Your goal:
Repeat every entry exactly as it stands. Omit the images.

BEGIN

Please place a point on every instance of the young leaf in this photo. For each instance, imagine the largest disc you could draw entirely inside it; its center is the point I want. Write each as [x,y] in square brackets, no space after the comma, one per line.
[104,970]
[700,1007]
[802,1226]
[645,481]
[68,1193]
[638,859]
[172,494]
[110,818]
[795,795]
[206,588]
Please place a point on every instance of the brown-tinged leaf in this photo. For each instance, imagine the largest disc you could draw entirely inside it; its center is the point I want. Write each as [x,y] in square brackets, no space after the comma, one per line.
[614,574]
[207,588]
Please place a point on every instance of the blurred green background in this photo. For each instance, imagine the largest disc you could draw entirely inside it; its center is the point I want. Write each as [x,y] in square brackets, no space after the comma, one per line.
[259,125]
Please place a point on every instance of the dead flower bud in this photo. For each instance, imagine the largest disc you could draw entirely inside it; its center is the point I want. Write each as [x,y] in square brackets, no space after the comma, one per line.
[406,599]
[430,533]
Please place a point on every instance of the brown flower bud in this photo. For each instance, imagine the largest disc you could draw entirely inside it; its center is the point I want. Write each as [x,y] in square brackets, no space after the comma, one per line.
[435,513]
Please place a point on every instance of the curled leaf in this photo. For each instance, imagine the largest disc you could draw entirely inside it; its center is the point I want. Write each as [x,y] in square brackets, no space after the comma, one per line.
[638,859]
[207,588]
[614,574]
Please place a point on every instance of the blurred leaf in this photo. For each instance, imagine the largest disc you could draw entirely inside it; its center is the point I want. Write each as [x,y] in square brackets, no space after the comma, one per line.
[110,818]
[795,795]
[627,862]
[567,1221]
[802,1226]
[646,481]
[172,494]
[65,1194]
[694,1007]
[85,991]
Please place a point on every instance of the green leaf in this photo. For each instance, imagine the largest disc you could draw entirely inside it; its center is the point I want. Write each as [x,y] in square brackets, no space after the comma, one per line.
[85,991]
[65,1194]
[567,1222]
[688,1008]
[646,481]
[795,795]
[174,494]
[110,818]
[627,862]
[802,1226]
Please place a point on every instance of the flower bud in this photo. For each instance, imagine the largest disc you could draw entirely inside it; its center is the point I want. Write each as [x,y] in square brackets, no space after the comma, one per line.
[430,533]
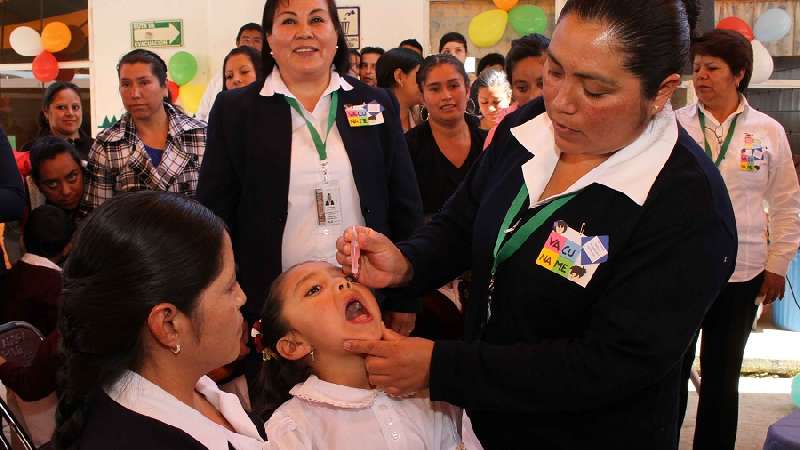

END

Result below:
Please place a point on every instance of the young leaf in this photo. For each instance, imagine the largest disc you could draw entirely inside it; its center is the point I want. Write each as [x,y] in square brackets, no space after the comma, one per line.
[104,970]
[700,1007]
[802,1226]
[645,481]
[68,1193]
[638,859]
[172,494]
[110,818]
[795,795]
[206,588]
Please place a point on every instance of the brown-tinged leaf in this photo. For each instance, imagine the largest disc you could draw entirely inside it; its center is the point I want. Write each as [x,y] in square brackets, no space after the comma, one per line.
[614,574]
[207,588]
Please place a point on every instance of the blurred green background in this photo. For each instance, imagine the largest disc you could draw entirely inside it; its center is the point I want. Write each as [x,y] in square brackets, no space after the comma, one per line.
[259,125]
Please place a point on every instance of the dead flower bud in this photo. For each instance, imagine the largest disc you could draw entirely inside it; its center is the point I want. Write each as [x,y] in square brackets, no space after the comma, one per line.
[406,599]
[430,533]
Please place a point on every instance of the brown flower bud in this photo. For each instance, imagine the largest disc you could draw entirely inside it; its center is the point I want. Write each as [x,y] in square brackets, no space after the comma, one per line.
[435,513]
Please place a point on every instance of the curled leaf in this photo. For each instance, imagine the largest disc you could draw entirely inside it; its center is the point I want. Write each as [x,y] in square brackets, no space after the comma, one per line.
[638,859]
[207,588]
[614,574]
Please place a point on every instance of the blurred leaf in this photo. For each instance, imagine the largest disc you could draw entirely inside it; its center is the point I want. Write each as [x,y] in square brackets, no space after the comma, one per line.
[110,818]
[795,795]
[627,862]
[567,1221]
[802,1226]
[646,481]
[172,494]
[65,1194]
[694,1007]
[85,991]
Please place a point on every instance of the green leaf in this photo. For each instance, imagine the largest disc you could draw entirely inside it; its center is the point I want. Write each as [x,y] in square brackets, no space after the comma, one per line.
[85,991]
[65,1194]
[567,1222]
[688,1008]
[646,481]
[795,795]
[174,494]
[110,818]
[627,862]
[802,1226]
Please place a point on every instance of the flower bud in this photo. For each instance, imagine the largest disc you could draw entirely inside it; its center is the point I want. Write each as [x,y] in square brackets, no space after the comma, one per line.
[430,533]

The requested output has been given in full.